Task to complete
Reproduce the listing below line for line, with every character unchanged, and leave out the picture.
☆ ☆ ☆ ☆ ☆
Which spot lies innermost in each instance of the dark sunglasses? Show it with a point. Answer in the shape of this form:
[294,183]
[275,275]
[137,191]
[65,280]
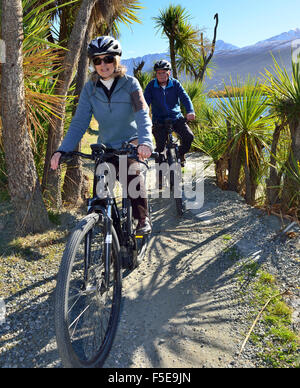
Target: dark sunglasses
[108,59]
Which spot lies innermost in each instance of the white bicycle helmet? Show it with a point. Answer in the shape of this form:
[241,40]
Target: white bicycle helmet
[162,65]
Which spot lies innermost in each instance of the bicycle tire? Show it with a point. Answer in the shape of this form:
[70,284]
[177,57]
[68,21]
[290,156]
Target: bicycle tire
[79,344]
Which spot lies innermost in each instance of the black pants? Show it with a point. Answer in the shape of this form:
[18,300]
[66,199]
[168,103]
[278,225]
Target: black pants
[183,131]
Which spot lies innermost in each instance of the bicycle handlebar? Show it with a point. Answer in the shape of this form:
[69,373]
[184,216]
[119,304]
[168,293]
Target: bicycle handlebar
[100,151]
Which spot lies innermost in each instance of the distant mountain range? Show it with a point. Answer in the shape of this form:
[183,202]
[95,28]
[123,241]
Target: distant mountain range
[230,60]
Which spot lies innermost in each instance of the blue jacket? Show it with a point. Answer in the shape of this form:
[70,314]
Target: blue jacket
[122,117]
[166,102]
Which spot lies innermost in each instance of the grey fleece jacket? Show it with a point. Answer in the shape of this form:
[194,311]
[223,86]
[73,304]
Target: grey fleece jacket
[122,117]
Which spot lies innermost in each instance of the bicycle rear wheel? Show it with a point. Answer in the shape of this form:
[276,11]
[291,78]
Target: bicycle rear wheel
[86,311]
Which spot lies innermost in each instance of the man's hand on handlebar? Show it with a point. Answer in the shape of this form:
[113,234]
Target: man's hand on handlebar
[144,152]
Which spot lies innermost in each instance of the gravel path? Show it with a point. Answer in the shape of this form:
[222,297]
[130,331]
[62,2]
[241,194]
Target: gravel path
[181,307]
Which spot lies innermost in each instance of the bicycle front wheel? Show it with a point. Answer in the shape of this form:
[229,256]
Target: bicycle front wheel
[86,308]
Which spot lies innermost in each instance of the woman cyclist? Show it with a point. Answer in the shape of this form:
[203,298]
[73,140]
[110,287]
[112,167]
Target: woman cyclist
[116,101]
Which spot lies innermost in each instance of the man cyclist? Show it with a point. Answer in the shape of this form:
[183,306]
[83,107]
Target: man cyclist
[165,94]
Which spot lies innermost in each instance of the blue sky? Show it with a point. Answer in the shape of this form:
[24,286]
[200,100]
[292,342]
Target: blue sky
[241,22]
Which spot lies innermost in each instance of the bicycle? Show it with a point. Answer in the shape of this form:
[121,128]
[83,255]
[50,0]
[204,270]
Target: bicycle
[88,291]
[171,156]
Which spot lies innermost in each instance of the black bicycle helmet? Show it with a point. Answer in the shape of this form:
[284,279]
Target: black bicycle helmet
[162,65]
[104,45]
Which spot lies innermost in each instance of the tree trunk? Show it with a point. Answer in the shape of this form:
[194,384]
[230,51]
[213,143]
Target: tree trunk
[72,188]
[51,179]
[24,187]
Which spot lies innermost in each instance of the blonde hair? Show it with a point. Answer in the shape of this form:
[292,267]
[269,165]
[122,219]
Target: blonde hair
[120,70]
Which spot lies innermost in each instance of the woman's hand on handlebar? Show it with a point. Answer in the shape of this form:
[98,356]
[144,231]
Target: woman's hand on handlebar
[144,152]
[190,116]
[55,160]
☆ ☆ ☆ ☆ ☆
Expected output
Which spot lies innermost in each instance of the dark sunglasses? Show it with a point. Answer in the shape of this form:
[294,183]
[275,275]
[137,191]
[65,280]
Target: dark sunglasses
[108,59]
Which spot lies innermost in each instance of the white bicycle helmet? Show it with a point. Answer in the shape of this form:
[241,40]
Target: white bicycle helmet
[162,65]
Which spot lies innermost in each instance of the bicycle tire? Show it with a point. Answer in the shape of this form:
[70,284]
[177,57]
[68,21]
[290,156]
Target: bicycle tire
[79,344]
Which spot lies innermost in each instance of the black pants? Show it with a point. Answer in the shape of this form:
[18,300]
[66,199]
[168,103]
[278,225]
Target: black pants
[183,131]
Which spot lies innermost in each instance of the bicycle handlebar? Show it with a point. Answer in the shape of this form:
[69,373]
[184,216]
[119,304]
[168,293]
Target: bicycle handlebar
[100,151]
Which spot lies innermost in each instance of the distant mountain range? Show it with a point. Answer in the shape of this form:
[183,202]
[95,28]
[123,241]
Target: distant mountain range
[230,60]
Which spot lies innermost in each instance of the blue jacket? Show it with a point. Answer in the shape of this form:
[70,314]
Target: blue jacket
[122,117]
[166,102]
Which spot lies innermost in each instance of the grey fleece jacket? Show it with a point. Answer in the shape of this form:
[194,311]
[223,86]
[73,304]
Target: grey fleece jacket
[122,117]
Which spot lies innermost in each instance of the bicycle rear wheel? Show it with a point. Answer in the shape of this form:
[276,11]
[291,78]
Target: bicycle rear wheel
[86,311]
Which spot lies innermost in each instance of the man's hand on handlebar? Show it with a point. Answer in the shape of this form:
[113,234]
Target: man's hand on handlebar
[144,152]
Which spot lies innermost in each instance of the gravel path? Show it with a point. Answer in the shape of this form:
[222,297]
[130,331]
[62,2]
[241,194]
Target: gravel path
[181,307]
Which spot lies innermost in each instance of the bicycle front wheel? Show it with a point. Answer in the shape of this form:
[229,256]
Target: bicycle front wheel
[86,308]
Which spot lies innermost in each instance of the woman cyclist? Show it with a point. Answer in the shape of this form:
[203,298]
[73,140]
[110,287]
[112,167]
Target: woman cyclist
[116,101]
Which spot lies innermost in each instance of the man cyclist? Show it with a point. Answer in the shape of this form:
[183,306]
[83,107]
Target: man cyclist
[165,94]
Which spot lies innermost in each instance of the blue sky? Show it with a point. Answer in the shape of this form:
[24,286]
[200,100]
[292,342]
Target: blue sky
[241,22]
Which spot lies innermost in each instance of the bicycle? Show it with a point. Answer in the shape of this form:
[121,128]
[83,255]
[50,0]
[204,270]
Target: bicycle
[88,291]
[171,156]
Which spot lies innermost in each instance of the black bicycle helmet? Show it with a point. Answer in the shape of this form:
[284,279]
Target: black bicycle helmet
[162,65]
[104,45]
Which spot lies innermost in each instance of the tree trunk? Show it with a point. Answer in the shape of this form:
[194,384]
[230,51]
[213,143]
Target: tree trunk
[72,188]
[51,179]
[24,187]
Which spot lies innermost in each instance of the blonde hair? Show it with a point. Answer in the shape of this form:
[292,267]
[269,165]
[122,219]
Target: blonde hair
[120,70]
Which spot lies innermost in each instance of the woman's hand on handlebar? Show it with a point. Answer in the shape of this form:
[98,356]
[144,231]
Target: woman's hand on handlebar
[144,152]
[190,116]
[55,160]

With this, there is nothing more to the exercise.